_YOUR OBJECTIVE_
Pick out each line in the entries below that contains the word "shirt", and copy those lines.

_RECORDS TO PROCESS_
#####

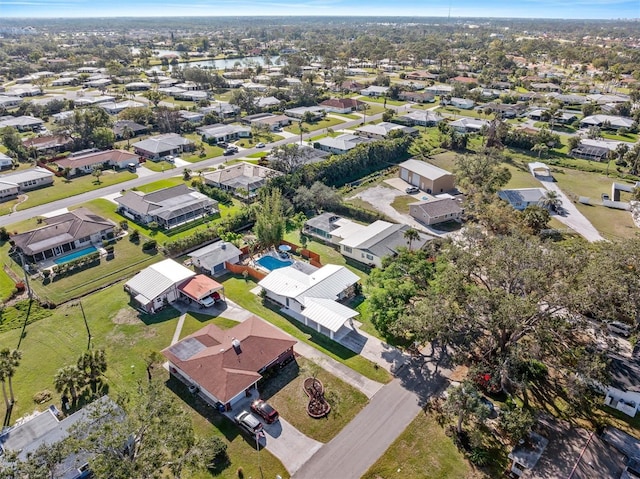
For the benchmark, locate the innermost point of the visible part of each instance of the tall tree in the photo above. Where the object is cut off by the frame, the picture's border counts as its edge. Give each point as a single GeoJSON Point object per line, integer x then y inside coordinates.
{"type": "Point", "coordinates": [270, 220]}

#####

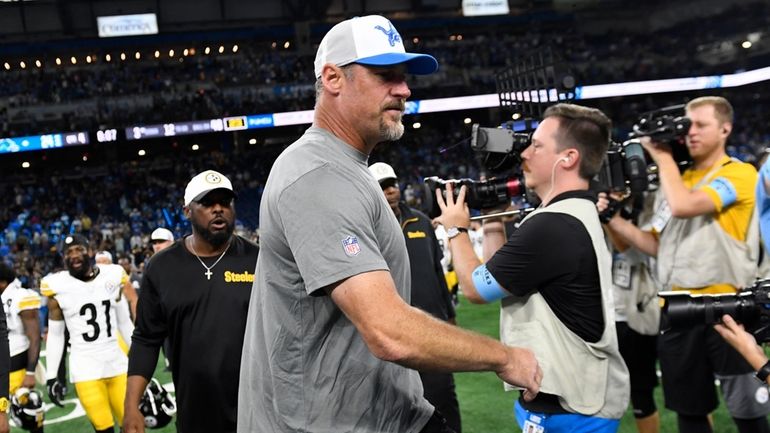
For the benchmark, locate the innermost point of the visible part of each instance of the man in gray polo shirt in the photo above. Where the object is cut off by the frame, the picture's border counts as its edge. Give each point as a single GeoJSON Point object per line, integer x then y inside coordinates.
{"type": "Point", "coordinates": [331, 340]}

#####

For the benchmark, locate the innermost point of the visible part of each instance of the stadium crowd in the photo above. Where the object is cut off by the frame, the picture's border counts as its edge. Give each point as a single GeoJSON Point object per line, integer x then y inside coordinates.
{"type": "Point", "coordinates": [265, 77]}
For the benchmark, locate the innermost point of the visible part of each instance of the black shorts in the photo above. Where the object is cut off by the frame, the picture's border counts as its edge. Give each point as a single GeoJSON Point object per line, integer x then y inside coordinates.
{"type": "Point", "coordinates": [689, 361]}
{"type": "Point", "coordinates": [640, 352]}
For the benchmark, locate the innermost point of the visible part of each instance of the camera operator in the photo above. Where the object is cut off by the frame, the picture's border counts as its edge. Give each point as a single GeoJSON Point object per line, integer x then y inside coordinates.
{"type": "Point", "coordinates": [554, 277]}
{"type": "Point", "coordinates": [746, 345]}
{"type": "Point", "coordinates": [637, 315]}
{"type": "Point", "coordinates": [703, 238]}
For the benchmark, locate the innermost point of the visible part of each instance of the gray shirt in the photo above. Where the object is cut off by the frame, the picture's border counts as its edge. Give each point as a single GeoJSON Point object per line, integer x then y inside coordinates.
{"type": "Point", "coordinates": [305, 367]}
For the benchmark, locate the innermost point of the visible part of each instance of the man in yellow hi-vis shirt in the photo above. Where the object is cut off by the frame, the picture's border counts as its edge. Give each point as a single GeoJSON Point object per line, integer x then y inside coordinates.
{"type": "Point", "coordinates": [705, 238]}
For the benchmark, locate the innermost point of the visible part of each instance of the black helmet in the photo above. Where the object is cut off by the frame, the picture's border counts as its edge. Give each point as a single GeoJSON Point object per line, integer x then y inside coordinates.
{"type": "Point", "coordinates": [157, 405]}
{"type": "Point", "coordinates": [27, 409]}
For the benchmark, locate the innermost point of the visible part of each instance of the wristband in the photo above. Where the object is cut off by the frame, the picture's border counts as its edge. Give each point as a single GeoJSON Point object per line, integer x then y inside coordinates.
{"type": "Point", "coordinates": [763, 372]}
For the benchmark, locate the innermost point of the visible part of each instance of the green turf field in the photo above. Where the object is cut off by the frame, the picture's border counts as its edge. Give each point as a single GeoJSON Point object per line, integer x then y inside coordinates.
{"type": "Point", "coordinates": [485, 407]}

#####

_SOLUTION TO THIS EXERCISE_
For the benchmark, locate the innermost point of the visible part of each instance of the man in gray polo shirt in the photo above. Where the object is cut off by the frame, the picture's border counts as its edge. Give each point as a single GeoJSON Point object per line, integer x then y inside coordinates.
For the benchmark, locate the innermost point of the visible part of each instance of the gray shirt in the photo above. Where the object is cut off by the frame, the picture's border counts as its edge. Give each point as a single GeoJSON Point object per line, integer x then y inside coordinates.
For the benchmark, locate the innermost point of the visible part of each instance of the man in yellow hi-vis shirt in the photo above. Where the object is cut off by the frame, the picture's border counts as its edge. Give each point as a single GeoJSON Point object per line, integer x then y inside coordinates.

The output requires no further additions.